Stored data entries
◇ ◇ ◇ ◇ ◇ ◇ ◇
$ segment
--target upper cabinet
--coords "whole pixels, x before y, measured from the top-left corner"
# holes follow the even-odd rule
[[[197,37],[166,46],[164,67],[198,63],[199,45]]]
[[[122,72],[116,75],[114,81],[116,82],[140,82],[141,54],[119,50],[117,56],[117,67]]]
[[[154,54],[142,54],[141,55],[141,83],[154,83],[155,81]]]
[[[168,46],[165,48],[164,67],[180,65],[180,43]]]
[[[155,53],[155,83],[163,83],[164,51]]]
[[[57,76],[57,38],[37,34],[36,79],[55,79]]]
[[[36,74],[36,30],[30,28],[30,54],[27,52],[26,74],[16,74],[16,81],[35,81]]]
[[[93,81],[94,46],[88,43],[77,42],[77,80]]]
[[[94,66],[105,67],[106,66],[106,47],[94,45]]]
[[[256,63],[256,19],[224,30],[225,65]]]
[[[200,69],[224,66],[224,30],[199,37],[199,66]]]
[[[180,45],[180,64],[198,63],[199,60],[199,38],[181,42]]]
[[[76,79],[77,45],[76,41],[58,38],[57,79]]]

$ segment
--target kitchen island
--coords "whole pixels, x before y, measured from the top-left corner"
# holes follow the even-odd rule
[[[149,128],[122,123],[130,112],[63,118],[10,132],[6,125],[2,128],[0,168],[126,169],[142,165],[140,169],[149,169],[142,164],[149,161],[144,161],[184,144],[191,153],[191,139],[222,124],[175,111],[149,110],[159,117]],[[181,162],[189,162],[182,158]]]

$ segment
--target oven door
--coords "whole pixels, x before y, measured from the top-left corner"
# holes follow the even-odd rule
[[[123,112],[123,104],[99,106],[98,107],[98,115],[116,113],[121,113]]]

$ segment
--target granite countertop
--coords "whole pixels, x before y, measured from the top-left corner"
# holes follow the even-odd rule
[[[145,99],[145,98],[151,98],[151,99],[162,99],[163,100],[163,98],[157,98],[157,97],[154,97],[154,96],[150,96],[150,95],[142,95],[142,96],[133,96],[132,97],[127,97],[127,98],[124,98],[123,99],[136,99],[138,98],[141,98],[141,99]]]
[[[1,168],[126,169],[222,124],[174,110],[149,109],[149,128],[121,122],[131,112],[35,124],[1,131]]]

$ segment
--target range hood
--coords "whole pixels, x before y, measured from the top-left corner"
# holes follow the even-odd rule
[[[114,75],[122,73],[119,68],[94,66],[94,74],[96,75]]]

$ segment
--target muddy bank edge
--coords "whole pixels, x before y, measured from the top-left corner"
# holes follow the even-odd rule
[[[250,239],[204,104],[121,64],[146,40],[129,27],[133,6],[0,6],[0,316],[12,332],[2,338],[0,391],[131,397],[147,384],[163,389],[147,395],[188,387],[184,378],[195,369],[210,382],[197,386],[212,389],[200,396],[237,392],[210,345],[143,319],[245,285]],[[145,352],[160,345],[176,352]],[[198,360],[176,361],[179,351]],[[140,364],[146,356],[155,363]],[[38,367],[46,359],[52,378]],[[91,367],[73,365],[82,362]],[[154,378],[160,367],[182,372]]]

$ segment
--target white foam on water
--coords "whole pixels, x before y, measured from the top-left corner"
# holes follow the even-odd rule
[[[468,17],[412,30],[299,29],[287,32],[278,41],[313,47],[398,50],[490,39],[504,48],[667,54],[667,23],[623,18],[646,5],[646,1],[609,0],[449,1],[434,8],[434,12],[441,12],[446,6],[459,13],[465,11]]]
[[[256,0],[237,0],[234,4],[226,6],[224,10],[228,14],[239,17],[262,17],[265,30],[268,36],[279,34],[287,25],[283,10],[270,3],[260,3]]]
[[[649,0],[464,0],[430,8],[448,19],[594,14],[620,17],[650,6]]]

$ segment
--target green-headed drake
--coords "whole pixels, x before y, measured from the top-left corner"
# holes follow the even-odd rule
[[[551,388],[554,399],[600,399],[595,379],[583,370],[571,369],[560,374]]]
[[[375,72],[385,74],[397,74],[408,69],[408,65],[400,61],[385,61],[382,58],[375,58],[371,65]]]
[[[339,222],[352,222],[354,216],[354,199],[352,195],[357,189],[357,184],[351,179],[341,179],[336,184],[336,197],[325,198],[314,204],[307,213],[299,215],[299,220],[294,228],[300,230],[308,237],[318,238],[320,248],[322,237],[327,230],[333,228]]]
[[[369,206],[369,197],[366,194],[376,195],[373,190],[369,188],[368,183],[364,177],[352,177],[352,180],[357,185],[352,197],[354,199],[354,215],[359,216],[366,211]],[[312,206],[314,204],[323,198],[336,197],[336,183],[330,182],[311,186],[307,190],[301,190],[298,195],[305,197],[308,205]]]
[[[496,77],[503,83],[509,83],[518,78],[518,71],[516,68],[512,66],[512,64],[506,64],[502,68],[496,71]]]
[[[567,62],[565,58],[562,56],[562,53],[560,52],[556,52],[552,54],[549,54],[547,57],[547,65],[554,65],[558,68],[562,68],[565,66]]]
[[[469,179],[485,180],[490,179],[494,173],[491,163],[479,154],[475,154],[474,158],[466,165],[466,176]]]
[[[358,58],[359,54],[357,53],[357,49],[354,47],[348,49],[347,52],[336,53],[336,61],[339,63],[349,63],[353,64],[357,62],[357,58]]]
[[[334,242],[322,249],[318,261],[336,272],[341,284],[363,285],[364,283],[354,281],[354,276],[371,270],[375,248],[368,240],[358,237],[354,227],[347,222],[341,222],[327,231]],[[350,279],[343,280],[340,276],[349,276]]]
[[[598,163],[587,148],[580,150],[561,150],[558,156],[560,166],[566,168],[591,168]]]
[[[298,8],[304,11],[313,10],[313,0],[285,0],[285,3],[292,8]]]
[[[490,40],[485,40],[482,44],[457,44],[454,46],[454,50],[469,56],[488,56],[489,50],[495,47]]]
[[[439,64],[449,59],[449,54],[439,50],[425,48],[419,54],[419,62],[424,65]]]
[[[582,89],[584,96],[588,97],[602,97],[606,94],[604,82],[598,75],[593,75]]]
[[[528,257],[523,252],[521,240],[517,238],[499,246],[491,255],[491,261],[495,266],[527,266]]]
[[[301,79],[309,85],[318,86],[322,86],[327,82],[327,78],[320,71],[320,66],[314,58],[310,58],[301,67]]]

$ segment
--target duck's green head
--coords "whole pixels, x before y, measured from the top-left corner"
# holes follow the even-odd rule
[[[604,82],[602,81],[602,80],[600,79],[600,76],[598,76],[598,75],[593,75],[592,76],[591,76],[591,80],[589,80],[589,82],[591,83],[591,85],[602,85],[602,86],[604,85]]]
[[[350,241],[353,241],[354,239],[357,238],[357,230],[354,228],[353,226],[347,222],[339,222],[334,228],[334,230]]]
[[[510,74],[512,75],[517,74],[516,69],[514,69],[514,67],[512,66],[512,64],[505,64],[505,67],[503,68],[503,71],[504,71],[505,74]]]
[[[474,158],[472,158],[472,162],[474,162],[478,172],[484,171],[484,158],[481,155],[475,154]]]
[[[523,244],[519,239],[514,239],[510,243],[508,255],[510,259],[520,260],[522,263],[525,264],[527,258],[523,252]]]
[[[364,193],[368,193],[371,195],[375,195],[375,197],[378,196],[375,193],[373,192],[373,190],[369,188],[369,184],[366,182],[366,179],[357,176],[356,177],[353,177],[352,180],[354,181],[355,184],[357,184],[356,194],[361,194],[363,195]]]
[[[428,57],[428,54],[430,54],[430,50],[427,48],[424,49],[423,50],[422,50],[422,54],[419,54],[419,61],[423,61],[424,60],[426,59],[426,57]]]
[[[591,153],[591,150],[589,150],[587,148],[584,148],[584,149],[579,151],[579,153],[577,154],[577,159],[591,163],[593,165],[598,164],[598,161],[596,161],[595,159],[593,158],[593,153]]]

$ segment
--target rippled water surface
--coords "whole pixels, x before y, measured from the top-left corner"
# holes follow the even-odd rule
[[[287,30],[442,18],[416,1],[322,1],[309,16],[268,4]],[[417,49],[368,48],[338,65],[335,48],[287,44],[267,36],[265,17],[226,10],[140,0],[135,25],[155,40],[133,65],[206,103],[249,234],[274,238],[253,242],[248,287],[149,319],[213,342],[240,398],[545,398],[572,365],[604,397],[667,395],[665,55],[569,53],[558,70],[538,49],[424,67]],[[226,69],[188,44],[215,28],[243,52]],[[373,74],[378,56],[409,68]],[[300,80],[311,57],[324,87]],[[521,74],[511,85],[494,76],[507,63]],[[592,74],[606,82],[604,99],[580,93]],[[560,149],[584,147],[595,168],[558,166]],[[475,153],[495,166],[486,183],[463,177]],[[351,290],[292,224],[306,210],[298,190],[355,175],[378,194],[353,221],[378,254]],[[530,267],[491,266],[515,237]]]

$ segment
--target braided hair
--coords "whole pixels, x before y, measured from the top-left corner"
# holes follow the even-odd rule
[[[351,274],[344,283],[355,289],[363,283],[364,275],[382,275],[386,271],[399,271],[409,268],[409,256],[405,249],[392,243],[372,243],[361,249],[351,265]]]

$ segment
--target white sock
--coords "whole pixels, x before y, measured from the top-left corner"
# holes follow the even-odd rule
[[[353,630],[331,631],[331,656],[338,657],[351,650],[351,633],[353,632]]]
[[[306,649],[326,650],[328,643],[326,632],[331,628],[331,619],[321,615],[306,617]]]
◇ ◇ ◇ ◇ ◇ ◇ ◇
__Stated task__. Output everything from the start of the lines down to the line containing "[[[180,45],[180,64],[198,63],[199,60],[199,38],[181,42]]]", both included, as a two-column CSV with the headers input and output. Each row should pair a text with its answer, each in one quoted field and with line breaks replaced by spaces.

__Answer to this task__.
input,output
"$ segment --target upper cabinet --coords ""whole pixels, x before y, measured from the top-left corner"" # holes follow the even-odd rule","[[[197,37],[166,46],[164,67],[198,63],[199,45]]] [[[122,72],[116,75],[114,81],[116,82],[140,82],[141,54],[119,50],[117,56],[117,67]]] [[[154,54],[142,54],[141,55],[141,83],[154,83],[155,81]]] [[[168,46],[165,48],[164,67],[180,65],[180,43]]] [[[155,53],[155,83],[163,83],[164,51]]] [[[57,76],[57,38],[37,34],[36,79],[55,79]]] [[[36,74],[36,30],[30,28],[30,54],[27,52],[26,74],[16,74],[16,81],[35,81]]] [[[93,81],[94,46],[88,43],[77,42],[77,80]]] [[[94,66],[105,67],[106,66],[106,47],[94,45]]] [[[256,63],[256,19],[224,30],[225,65]]] [[[200,69],[224,66],[224,30],[199,37],[199,66]]] [[[180,45],[180,64],[198,63],[199,60],[199,38],[181,42]]]"